(Beginning of Material provided)

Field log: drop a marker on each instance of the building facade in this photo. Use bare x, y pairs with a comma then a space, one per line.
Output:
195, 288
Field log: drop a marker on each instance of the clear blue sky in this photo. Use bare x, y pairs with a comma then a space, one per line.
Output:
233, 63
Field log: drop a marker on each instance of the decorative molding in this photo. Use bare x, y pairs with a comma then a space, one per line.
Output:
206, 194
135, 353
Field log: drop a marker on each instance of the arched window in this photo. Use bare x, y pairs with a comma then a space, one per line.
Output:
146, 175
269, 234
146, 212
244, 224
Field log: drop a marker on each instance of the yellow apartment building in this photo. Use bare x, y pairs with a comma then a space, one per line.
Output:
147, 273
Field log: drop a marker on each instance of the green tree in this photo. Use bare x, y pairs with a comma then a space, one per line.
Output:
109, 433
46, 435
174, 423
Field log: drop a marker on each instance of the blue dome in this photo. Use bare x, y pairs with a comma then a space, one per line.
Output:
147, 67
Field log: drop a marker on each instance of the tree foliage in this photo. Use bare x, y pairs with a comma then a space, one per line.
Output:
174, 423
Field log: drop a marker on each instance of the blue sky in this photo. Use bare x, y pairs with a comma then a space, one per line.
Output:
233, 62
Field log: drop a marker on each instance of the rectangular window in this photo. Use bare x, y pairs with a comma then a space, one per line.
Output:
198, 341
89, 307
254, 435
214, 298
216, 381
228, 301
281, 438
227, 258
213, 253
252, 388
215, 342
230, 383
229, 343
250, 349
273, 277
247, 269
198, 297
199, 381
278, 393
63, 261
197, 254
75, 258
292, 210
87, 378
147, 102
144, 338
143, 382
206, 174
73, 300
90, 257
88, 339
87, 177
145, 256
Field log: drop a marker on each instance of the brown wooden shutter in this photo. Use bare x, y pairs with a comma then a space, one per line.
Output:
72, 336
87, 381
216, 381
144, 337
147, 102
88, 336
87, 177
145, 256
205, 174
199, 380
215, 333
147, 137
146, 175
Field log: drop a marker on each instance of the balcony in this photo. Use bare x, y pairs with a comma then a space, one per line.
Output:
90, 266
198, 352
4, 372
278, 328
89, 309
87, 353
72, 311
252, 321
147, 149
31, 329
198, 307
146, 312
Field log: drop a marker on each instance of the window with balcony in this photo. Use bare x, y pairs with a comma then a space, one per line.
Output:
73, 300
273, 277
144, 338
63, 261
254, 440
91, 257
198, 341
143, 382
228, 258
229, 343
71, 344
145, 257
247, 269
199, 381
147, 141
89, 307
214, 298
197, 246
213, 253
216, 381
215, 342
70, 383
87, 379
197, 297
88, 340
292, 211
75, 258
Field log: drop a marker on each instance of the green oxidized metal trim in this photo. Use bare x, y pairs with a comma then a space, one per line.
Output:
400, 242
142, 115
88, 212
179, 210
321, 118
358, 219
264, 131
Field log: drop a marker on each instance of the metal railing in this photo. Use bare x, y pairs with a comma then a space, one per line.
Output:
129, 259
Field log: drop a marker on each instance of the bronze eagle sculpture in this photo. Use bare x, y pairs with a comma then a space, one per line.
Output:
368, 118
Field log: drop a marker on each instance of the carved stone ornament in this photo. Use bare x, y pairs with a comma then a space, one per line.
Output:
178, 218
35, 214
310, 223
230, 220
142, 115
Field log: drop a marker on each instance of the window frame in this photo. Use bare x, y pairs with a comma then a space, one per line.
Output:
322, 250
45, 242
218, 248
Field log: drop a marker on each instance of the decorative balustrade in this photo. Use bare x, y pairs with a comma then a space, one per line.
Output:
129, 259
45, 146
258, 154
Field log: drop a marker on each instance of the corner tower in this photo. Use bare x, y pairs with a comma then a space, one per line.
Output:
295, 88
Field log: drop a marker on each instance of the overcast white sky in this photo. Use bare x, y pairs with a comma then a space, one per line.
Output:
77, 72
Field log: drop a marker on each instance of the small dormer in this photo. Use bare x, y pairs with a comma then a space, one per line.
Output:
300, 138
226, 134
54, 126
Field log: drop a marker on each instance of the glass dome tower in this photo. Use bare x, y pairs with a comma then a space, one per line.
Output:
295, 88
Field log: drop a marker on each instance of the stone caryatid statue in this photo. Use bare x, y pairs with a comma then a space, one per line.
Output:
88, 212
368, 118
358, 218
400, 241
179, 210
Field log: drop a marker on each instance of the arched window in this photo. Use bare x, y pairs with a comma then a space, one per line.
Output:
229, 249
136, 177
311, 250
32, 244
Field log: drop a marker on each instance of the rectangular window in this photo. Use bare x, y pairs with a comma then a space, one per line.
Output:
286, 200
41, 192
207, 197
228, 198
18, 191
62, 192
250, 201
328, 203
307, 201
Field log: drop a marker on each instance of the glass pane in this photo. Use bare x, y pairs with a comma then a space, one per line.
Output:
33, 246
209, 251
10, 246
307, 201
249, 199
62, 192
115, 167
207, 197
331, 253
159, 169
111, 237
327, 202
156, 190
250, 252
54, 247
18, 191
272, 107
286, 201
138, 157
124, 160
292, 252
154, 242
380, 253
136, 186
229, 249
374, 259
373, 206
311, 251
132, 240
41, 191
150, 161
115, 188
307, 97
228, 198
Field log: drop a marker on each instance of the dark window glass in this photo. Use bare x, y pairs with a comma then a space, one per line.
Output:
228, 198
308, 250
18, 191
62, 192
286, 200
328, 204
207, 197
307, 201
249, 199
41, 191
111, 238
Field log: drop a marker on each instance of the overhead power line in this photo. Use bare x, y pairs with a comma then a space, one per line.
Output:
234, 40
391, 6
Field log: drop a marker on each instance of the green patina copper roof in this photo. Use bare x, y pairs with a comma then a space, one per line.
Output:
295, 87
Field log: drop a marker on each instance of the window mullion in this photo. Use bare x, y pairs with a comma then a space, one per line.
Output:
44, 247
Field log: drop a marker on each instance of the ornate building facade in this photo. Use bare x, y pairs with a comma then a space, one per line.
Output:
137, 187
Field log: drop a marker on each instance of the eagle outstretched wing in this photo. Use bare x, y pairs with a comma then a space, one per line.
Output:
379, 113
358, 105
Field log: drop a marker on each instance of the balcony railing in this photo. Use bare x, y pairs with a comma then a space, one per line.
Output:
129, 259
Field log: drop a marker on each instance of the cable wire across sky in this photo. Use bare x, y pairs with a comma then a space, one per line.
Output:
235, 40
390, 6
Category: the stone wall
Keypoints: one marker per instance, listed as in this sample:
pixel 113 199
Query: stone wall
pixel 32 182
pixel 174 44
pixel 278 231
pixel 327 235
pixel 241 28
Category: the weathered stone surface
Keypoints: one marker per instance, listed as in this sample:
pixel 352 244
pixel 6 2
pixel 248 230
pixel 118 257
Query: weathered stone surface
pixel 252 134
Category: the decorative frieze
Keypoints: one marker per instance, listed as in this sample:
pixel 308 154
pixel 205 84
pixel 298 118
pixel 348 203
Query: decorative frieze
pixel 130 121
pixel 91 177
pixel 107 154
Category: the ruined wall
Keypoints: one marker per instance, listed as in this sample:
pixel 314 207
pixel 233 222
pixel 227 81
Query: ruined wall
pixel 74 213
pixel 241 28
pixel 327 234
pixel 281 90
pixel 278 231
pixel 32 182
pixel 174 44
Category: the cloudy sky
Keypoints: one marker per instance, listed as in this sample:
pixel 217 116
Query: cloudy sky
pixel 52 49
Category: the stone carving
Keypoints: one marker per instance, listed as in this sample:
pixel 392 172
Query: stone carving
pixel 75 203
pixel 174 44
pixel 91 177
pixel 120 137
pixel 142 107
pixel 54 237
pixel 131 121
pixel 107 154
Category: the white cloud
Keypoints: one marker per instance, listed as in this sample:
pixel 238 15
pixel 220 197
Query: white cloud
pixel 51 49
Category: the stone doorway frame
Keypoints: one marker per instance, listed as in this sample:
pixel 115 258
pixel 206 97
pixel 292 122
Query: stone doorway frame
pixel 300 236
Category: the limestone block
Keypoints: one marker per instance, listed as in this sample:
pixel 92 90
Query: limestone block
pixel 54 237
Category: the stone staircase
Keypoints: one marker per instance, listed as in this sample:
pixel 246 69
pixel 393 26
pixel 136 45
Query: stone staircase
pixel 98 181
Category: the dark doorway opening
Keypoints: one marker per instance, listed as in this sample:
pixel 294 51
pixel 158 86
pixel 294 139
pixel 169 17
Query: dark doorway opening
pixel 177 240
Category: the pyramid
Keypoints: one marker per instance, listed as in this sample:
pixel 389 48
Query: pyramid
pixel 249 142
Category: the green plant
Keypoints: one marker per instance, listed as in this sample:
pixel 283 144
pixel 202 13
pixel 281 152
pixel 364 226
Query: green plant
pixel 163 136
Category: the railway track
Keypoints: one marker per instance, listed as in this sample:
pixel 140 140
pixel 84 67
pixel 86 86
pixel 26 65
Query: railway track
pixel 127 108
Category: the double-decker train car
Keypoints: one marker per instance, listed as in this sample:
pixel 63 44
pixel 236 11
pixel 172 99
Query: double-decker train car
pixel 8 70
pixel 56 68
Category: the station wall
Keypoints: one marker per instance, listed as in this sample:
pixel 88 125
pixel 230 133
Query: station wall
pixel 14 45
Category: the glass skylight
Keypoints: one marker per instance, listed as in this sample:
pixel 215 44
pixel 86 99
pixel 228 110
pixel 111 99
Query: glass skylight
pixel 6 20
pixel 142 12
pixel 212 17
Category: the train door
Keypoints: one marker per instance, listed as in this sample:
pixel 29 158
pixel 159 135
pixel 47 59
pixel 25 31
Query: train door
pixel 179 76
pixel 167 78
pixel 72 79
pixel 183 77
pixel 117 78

(End of Material provided)

- Required action
Starting with the first line of the listing, output each line exactly until you have included the one containing "Field log: drop a marker on each instance of the brown".

- Expected answer
Field log: drop a marker on each instance of the building facade in this photo. Use bare x, y pairs with a comma then a space, one per line.
Output:
195, 288
Field log: drop a marker on each instance of the clear blue sky in this photo. Use bare x, y pairs with a comma then a space, one per line.
Output:
233, 63
Field log: drop a marker on each instance of the decorative molding in this photo. Use bare x, y pairs with a comma then a space, one per line.
Output:
206, 194
135, 353
Field log: drop a marker on each instance of the arched window in this photo. Use bare x, y pairs with a comma then a space, one per line.
Output:
146, 175
269, 234
146, 212
244, 224
Field log: drop a marker on each instance of the yellow apartment building in this photo. Use bare x, y pairs with a comma then a space, one per line.
Output:
147, 273
Field log: drop a marker on each instance of the green tree in this photo. Use bare x, y pairs with a comma then a space, one per line.
Output:
109, 433
46, 435
174, 423
Field log: drop a marker on each instance of the blue dome in this photo. Use bare x, y pairs with a comma then a space, one per line.
Output:
147, 67
Field log: drop a marker on each instance of the tree foliage in this photo. Use bare x, y pairs with a comma then a space, one per line.
Output:
174, 423
Field log: drop a marker on each instance of the blue sky in this photo. Use bare x, y pairs with a comma then a space, one per line.
Output:
233, 62
Field log: drop a marker on each instance of the rectangular window in this photo. Use bare x, y pairs with a comma then a space, one per line.
Output:
198, 341
89, 307
254, 435
214, 298
216, 381
228, 301
281, 438
227, 258
213, 253
252, 388
215, 342
230, 383
229, 343
250, 349
273, 277
247, 269
198, 297
199, 381
278, 393
63, 261
197, 254
75, 258
292, 210
87, 378
147, 102
144, 338
143, 382
206, 174
73, 300
90, 257
88, 339
87, 177
145, 256
Field log: drop a marker on each instance of the brown wooden shutter in this photo. Use bare x, y pairs with a comma then a space, one per line.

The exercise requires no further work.